■ **Task instructions**:
The data is to be retyped in full, exactly.

■ **Given entries**:
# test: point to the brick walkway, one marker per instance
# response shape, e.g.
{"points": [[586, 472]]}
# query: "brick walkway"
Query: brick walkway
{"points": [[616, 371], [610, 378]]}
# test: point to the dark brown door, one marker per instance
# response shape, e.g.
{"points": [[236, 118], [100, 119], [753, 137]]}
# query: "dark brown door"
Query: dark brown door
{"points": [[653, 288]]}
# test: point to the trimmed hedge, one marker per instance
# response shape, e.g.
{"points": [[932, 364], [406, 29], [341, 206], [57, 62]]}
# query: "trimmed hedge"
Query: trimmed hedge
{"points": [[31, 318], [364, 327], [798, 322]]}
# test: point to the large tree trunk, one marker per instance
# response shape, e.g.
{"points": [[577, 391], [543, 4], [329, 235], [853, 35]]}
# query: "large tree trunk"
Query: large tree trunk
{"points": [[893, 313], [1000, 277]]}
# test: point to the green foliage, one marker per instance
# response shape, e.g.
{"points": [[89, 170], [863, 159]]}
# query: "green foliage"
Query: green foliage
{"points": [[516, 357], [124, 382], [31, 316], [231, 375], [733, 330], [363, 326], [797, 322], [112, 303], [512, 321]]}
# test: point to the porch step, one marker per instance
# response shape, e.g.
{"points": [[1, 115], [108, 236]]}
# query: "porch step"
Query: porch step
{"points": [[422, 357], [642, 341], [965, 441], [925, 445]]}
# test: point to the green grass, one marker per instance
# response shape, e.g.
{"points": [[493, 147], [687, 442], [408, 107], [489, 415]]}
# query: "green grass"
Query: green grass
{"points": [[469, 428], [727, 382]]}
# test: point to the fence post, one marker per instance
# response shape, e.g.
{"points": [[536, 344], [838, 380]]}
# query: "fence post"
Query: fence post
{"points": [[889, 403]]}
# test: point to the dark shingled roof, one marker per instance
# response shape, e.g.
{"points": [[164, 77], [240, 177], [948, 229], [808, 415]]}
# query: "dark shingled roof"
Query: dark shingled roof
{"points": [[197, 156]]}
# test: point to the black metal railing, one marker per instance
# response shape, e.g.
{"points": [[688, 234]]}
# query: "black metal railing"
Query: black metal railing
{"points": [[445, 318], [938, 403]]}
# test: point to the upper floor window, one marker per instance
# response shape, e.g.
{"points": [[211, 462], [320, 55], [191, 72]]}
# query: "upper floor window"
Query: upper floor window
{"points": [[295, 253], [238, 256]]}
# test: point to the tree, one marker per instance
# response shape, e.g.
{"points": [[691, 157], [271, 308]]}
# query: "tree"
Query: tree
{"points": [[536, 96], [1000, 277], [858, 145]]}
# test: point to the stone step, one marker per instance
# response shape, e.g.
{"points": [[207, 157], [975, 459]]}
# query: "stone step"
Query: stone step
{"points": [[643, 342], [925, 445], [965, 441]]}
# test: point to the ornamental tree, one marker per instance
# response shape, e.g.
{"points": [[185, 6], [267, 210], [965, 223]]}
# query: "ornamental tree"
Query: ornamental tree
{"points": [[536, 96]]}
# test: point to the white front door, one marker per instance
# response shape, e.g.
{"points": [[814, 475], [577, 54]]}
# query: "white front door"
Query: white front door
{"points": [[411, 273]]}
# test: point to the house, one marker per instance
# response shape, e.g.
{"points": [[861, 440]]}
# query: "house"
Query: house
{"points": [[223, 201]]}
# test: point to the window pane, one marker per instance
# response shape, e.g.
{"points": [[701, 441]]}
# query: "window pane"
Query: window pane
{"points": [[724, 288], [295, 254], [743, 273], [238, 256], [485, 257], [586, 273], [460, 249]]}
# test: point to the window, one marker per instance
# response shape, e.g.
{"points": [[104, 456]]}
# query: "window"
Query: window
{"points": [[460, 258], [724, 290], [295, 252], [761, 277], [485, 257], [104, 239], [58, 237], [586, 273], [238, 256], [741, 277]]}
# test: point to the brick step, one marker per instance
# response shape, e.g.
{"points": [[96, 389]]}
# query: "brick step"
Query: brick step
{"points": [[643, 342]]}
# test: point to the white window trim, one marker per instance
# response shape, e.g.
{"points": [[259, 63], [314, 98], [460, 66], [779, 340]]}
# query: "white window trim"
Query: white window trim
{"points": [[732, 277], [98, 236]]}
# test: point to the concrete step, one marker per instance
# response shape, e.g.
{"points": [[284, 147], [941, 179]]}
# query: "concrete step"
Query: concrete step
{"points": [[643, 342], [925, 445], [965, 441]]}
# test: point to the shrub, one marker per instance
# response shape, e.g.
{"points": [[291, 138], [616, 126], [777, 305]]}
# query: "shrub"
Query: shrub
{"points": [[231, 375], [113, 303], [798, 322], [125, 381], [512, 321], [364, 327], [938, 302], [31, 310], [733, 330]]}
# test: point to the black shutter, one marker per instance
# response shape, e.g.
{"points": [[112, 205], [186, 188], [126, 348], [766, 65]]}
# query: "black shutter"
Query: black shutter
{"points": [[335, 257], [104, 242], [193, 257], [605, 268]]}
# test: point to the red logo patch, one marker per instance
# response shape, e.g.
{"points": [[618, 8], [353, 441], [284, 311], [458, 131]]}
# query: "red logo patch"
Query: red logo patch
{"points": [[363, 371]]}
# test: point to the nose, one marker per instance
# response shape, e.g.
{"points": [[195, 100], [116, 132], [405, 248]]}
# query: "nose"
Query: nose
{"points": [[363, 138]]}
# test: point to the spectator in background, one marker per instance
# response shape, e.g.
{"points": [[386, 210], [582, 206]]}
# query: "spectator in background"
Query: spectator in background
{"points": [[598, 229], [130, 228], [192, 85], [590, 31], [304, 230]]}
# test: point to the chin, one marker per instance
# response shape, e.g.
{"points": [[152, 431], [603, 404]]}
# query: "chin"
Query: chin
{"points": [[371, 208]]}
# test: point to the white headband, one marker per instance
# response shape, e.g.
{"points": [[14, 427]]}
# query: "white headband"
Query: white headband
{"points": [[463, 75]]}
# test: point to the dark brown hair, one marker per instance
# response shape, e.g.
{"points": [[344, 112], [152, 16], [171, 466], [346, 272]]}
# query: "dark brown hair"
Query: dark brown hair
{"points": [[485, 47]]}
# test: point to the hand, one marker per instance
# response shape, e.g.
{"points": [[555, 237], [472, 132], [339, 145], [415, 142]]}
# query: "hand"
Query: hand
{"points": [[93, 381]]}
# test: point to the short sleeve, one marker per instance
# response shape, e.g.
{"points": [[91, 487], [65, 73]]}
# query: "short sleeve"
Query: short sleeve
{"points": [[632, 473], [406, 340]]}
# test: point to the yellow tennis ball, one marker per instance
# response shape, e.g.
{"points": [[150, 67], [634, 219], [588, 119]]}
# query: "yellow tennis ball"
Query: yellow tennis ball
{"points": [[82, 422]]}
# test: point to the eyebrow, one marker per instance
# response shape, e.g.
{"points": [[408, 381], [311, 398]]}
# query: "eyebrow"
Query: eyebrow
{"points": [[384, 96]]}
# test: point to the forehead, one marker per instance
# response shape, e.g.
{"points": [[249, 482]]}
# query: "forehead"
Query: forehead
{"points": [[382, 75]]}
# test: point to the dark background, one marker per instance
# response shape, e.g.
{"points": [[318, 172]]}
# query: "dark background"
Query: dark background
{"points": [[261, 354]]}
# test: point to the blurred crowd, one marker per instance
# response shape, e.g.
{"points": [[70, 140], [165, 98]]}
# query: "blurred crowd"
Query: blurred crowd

■ **Exercise result**:
# test: point to the brick walkway, one marker per instance
# response shape, e.g.
{"points": [[586, 472]]}
# query: "brick walkway"
Query: brick walkway
{"points": [[616, 371], [610, 378]]}
# test: point to the dark brown door, one marker per instance
# response shape, e.g.
{"points": [[236, 118], [100, 119], [753, 137]]}
# query: "dark brown door"
Query: dark brown door
{"points": [[653, 288]]}
# test: point to the trimmed hedge, one marker per instance
# response shape, e.g.
{"points": [[932, 364], [406, 29], [341, 206], [57, 62]]}
# query: "trimmed hedge"
Query: trimmed hedge
{"points": [[31, 318], [364, 327], [798, 322]]}
# test: point to the large tree trunk, one marker per instance
# response shape, e.g.
{"points": [[577, 391], [543, 4], [329, 235], [853, 35]]}
# query: "large tree trunk"
Query: large tree trunk
{"points": [[893, 313], [1000, 277]]}
# test: point to the green foliage, one marker per instance
# response shape, e.g.
{"points": [[89, 170], [863, 159]]}
# query: "green foliage"
Query: green foliage
{"points": [[516, 357], [124, 382], [31, 316], [231, 375], [733, 330], [363, 326], [797, 322], [112, 303], [512, 321]]}
# test: point to the porch step, one marker per instance
# response shape, e.g.
{"points": [[1, 115], [108, 236]]}
# query: "porch step"
Query: porch step
{"points": [[422, 357], [642, 341], [965, 441], [925, 445]]}
# test: point to the green grass, one marker per instance
# response shape, e.g.
{"points": [[493, 147], [687, 442], [408, 107], [489, 415]]}
# query: "green grass"
Query: green grass
{"points": [[469, 428], [727, 382]]}
# test: point to the fence post, one marker per instance
# response shape, e.g.
{"points": [[536, 344], [838, 380]]}
# query: "fence post"
Query: fence post
{"points": [[889, 403]]}
# test: point to the dark shingled roof, one marker per instance
# response shape, e.g.
{"points": [[164, 77], [240, 177], [948, 229], [808, 415]]}
# query: "dark shingled roof"
Query: dark shingled roof
{"points": [[197, 156]]}
# test: point to the black metal railing, one marker per instance
# response shape, e.g.
{"points": [[688, 234]]}
# query: "black metal railing"
Query: black metal railing
{"points": [[445, 318], [938, 403]]}
# test: point to the upper floor window, one marker per instance
# response shape, e.g.
{"points": [[211, 462], [320, 55], [191, 72]]}
# query: "upper floor window"
Query: upper floor window
{"points": [[295, 253], [238, 256]]}
# test: point to the tree, one marker per instance
# response shape, e.g.
{"points": [[691, 157], [271, 308]]}
# query: "tree"
Query: tree
{"points": [[536, 96], [1000, 277], [858, 145]]}
# test: point to the stone step, one marker per instance
# response shape, e.g.
{"points": [[207, 157], [975, 459]]}
# query: "stone step"
Query: stone step
{"points": [[643, 342], [925, 445], [965, 441]]}
# test: point to the ornamental tree, one marker per instance
# response shape, e.g.
{"points": [[185, 6], [267, 210], [965, 223]]}
# query: "ornamental tree"
Query: ornamental tree
{"points": [[536, 96]]}
# test: point to the white front door, one marker per instance
# response shape, e.g.
{"points": [[814, 475], [577, 54]]}
# query: "white front door"
Query: white front door
{"points": [[411, 273]]}
# test: point to the house, one marker per instance
# response shape, e.g.
{"points": [[861, 440]]}
# query: "house"
Query: house
{"points": [[223, 201]]}
# test: point to the window pane, one marker per instance
# response shape, e.g.
{"points": [[701, 441]]}
# query: "window pane"
Query: window pane
{"points": [[724, 288], [295, 254], [743, 273], [238, 256], [485, 257], [586, 273], [460, 249]]}
# test: point to the window, one marker per instance
# response shape, e.g.
{"points": [[104, 456]]}
# query: "window"
Query: window
{"points": [[460, 258], [724, 290], [295, 252], [761, 277], [485, 257], [104, 239], [58, 237], [586, 273], [238, 256], [741, 277]]}
# test: point to the brick step, one marker per instance
# response shape, e.g.
{"points": [[96, 389]]}
# query: "brick step"
Query: brick step
{"points": [[643, 342]]}
# test: point to the white window trim, one marker per instance
# response shape, e.g.
{"points": [[259, 63], [314, 98], [460, 66], [779, 340]]}
# query: "white window trim"
Query: white window trim
{"points": [[732, 277], [98, 236]]}
# test: point to the concrete step, one marker per instance
# response shape, e.g.
{"points": [[284, 147], [941, 179]]}
# query: "concrete step"
Query: concrete step
{"points": [[643, 342], [925, 445], [965, 441]]}
# test: point to the shrub, one marker per instance
# response shape, e.g.
{"points": [[291, 138], [616, 126], [777, 305]]}
# query: "shrub"
Query: shrub
{"points": [[231, 375], [113, 303], [798, 322], [125, 381], [512, 321], [364, 327], [938, 302], [31, 310], [733, 330]]}
# test: point to the black shutter, one marker per instance
# response shape, e.g.
{"points": [[112, 205], [186, 188], [126, 348], [766, 65]]}
# query: "black shutter"
Query: black shutter
{"points": [[335, 257], [104, 242], [193, 257], [605, 268]]}
# test: point to the red logo patch, one marker per instance
# response shape, e.g.
{"points": [[618, 8], [353, 441], [284, 311], [458, 131]]}
# query: "red logo patch"
Query: red logo patch
{"points": [[363, 371]]}
# test: point to the nose, one marker per instance
# response shape, e.g.
{"points": [[195, 100], [116, 132], [405, 248]]}
# query: "nose"
Query: nose
{"points": [[363, 138]]}
# test: point to the spectator in background, one marker per instance
# response shape, e.g.
{"points": [[386, 210], [582, 206]]}
# query: "spectator in background"
Query: spectator in background
{"points": [[598, 229], [130, 228], [192, 85], [590, 31], [304, 230]]}
# test: point to the chin, one marker per instance
# response shape, e.g.
{"points": [[152, 431], [603, 404]]}
# query: "chin"
Query: chin
{"points": [[371, 208]]}
# test: point to the white headband, one marker per instance
# response shape, e.g.
{"points": [[14, 427]]}
# query: "white headband"
Query: white headband
{"points": [[463, 75]]}
# test: point to the dark brown hair, one marker per instance
# response shape, e.g.
{"points": [[344, 112], [152, 16], [171, 466], [346, 272]]}
# query: "dark brown hair"
Query: dark brown hair
{"points": [[485, 47]]}
# test: point to the hand, one marker per instance
# response shape, e.g.
{"points": [[555, 237], [472, 132], [339, 145], [415, 142]]}
# query: "hand"
Query: hand
{"points": [[93, 381]]}
# test: point to the short sleeve, one marker per instance
# response shape, e.g.
{"points": [[91, 487], [65, 73]]}
# query: "short sleeve"
Query: short sleeve
{"points": [[632, 473], [406, 340]]}
# test: point to the yellow tennis ball, one marker per instance
# response shape, e.g.
{"points": [[150, 67], [634, 219], [588, 119]]}
# query: "yellow tennis ball"
Query: yellow tennis ball
{"points": [[82, 422]]}
# test: point to the eyebrow, one marker per instance
# response shape, e.g.
{"points": [[408, 381], [311, 398]]}
# query: "eyebrow"
Query: eyebrow
{"points": [[384, 96]]}
# test: point to the forehead, one marker per instance
# response shape, e.g.
{"points": [[249, 482]]}
# query: "forehead"
Query: forehead
{"points": [[382, 75]]}
# test: point to the dark background, one marker per instance
# response shape, e.g.
{"points": [[318, 172]]}
# query: "dark background"
Query: dark background
{"points": [[261, 354]]}
# test: point to the blurred crowd, one marker per instance
# response shape, e.g.
{"points": [[70, 140], [165, 98]]}
# query: "blurred crowd"
Query: blurred crowd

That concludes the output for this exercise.